### Passage given
From the Editors of CONTROL
Tesoro Corp.’s North Dakota-based Mandan refinery has a multivariable predictive control (MPC) application on its crude unit (CDU). The plant produces about 58 mbpd of light, sweet crude from western North Dakota, eastern Montana, and Canada, and its gasoline and diesel products serve 112 retail sites.
However, designed using a commercially available modeling and control package, the application was originally commissioned in 2001, and ran for about a year until process changes in the distillation section resulted in significant changes in the underlying predictive models. These caused most of the MPC controller to be turned off by the board operators. The combination of poor controller models and significant unit performance issues resulted in a very low and limited use of the MPC and thus poorer operating margins.
Greg Kautzman, Mandan’s process control engineer at Mandan, reported on May 9 at Matrikon Summit 2007 that Tesoro needed to reactivate the application, but also needed to address the maintenance challenge associated with time consuming and expensive conventional plant step tests. “We had to find the balance between managing the MPC maintenance workload, and ensuring sustained optimal performance of the MPC controllers,” he says.
Jim Anderson, of Saudi Aramco, reported that his company faces many of these same issues, including an aging workforce, during his subsequent presentation at Matrikon Summit. He added the Matrikon’s Control Performance Monitor has helped there as well.
In addition, though it had installed an APC system, Mandan was also faced with operators that weren’t able to support and monitor the system enough, which caused the system to decay. Primary causes included MPC “model degradation,” lack of operator support, changing conditions and objectives, degradation of support elements, including PID layer, analyzers, and inferentials.

### Given information
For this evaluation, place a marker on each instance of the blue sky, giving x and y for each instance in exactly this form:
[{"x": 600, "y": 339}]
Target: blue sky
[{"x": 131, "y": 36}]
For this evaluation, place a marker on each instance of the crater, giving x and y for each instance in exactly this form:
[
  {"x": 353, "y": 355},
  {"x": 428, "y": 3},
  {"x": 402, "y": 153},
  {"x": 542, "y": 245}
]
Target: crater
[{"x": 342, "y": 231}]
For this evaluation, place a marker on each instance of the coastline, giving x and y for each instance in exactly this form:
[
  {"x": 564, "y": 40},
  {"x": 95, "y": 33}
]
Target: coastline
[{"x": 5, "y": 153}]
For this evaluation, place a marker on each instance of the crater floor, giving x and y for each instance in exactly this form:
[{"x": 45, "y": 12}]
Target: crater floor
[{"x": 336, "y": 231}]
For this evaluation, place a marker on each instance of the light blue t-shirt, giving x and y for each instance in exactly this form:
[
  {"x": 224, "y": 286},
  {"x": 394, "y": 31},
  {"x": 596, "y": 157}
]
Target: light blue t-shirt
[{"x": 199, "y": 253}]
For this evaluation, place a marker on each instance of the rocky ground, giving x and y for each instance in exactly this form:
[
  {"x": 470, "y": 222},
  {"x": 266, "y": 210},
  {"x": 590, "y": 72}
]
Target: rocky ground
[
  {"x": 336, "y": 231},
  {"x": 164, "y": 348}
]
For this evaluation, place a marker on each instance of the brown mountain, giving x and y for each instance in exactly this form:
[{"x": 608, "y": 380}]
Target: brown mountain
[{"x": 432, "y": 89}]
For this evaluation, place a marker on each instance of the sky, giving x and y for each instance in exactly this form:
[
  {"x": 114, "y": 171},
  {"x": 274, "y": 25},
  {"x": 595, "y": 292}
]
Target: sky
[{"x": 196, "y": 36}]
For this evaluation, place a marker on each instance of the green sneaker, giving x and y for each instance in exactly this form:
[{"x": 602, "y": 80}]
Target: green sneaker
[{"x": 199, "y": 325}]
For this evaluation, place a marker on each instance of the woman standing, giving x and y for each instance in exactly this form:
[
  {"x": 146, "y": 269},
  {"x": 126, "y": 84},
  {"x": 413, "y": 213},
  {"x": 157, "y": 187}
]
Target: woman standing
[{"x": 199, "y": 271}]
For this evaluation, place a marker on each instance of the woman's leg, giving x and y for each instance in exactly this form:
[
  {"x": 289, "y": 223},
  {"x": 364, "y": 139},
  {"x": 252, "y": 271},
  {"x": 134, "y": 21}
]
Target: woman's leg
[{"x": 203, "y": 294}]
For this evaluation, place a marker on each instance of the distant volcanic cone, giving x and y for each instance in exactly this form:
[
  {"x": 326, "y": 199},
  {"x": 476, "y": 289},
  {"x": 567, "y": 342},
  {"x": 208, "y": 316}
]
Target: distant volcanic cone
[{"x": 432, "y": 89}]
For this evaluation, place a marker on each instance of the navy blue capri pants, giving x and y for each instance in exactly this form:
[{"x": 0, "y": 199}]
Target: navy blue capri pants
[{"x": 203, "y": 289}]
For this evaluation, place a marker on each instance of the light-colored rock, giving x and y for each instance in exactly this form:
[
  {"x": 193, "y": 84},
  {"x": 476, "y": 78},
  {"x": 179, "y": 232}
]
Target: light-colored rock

### Given instruction
Retype the whole Mandan refinery article word for word, from its opening credit line to its final sentence.

### The reply
From the Editors of CONTROL
Tesoro Corp.’s North Dakota-based Mandan refinery has a multivariable predictive control (MPC) application on its crude unit (CDU). The plant produces about 58 mbpd of light, sweet crude from western North Dakota, eastern Montana, and Canada, and its gasoline and diesel products serve 112 retail sites.
However, designed using a commercially available modeling and control package, the application was originally commissioned in 2001, and ran for about a year until process changes in the distillation section resulted in significant changes in the underlying predictive models. These caused most of the MPC controller to be turned off by the board operators. The combination of poor controller models and significant unit performance issues resulted in a very low and limited use of the MPC and thus poorer operating margins.
Greg Kautzman, Mandan’s process control engineer at Mandan, reported on May 9 at Matrikon Summit 2007 that Tesoro needed to reactivate the application, but also needed to address the maintenance challenge associated with time consuming and expensive conventional plant step tests. “We had to find the balance between managing the MPC maintenance workload, and ensuring sustained optimal performance of the MPC controllers,” he says.
Jim Anderson, of Saudi Aramco, reported that his company faces many of these same issues, including an aging workforce, during his subsequent presentation at Matrikon Summit. He added the Matrikon’s Control Performance Monitor has helped there as well.
In addition, though it had installed an APC system, Mandan was also faced with operators that weren’t able to support and monitor the system enough, which caused the system to decay. Primary causes included MPC “model degradation,” lack of operator support, changing conditions and objectives, degradation of support elements, including PID layer, analyzers, and inferentials.